◆ Goal of the exercise ◆
How many of the lines in the material underneath include the string "shirt"? State the number only.

++++++++++

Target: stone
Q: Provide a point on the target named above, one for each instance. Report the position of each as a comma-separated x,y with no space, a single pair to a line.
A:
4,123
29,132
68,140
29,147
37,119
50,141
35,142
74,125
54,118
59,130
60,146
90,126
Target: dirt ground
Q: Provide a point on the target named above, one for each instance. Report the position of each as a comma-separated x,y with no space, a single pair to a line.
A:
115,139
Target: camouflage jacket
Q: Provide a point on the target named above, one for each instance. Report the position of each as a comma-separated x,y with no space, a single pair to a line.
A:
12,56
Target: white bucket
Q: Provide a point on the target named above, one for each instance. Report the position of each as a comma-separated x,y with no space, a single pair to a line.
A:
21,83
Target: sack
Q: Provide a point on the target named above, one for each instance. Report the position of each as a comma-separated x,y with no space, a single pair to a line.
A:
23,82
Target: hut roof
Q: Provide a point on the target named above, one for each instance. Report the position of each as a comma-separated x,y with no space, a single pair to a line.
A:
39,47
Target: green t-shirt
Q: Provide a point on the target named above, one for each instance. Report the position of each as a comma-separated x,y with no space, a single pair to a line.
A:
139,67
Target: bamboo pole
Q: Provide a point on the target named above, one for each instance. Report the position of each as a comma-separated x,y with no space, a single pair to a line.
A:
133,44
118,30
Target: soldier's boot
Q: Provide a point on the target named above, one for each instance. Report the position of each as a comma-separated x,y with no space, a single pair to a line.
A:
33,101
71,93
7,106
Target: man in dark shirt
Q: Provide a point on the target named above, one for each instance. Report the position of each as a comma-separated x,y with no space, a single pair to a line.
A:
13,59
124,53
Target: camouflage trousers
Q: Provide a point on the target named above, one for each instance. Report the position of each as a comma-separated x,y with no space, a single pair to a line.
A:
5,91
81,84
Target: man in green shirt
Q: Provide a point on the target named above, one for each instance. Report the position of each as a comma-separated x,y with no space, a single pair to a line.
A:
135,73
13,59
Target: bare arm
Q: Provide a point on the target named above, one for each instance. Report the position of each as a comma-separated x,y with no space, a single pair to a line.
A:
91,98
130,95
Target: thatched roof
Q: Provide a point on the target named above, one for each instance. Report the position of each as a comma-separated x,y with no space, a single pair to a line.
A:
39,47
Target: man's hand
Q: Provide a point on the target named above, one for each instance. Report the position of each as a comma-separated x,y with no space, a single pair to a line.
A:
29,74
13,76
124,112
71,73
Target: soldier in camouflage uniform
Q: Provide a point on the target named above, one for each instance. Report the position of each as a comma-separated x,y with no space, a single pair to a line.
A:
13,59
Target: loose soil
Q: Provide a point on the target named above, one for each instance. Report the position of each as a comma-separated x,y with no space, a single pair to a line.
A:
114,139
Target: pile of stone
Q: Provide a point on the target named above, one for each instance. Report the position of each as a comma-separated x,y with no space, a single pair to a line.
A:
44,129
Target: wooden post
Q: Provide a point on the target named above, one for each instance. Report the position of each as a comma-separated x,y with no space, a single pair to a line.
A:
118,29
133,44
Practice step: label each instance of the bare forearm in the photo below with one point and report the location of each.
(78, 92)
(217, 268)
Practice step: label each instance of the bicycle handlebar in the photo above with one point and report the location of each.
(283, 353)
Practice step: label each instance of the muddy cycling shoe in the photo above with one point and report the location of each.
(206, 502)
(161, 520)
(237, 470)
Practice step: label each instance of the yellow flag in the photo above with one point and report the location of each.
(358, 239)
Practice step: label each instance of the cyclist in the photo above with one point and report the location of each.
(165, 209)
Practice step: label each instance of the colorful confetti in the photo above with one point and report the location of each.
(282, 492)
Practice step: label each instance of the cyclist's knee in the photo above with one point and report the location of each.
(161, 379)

++++++++++

◆ Problem solution ◆
3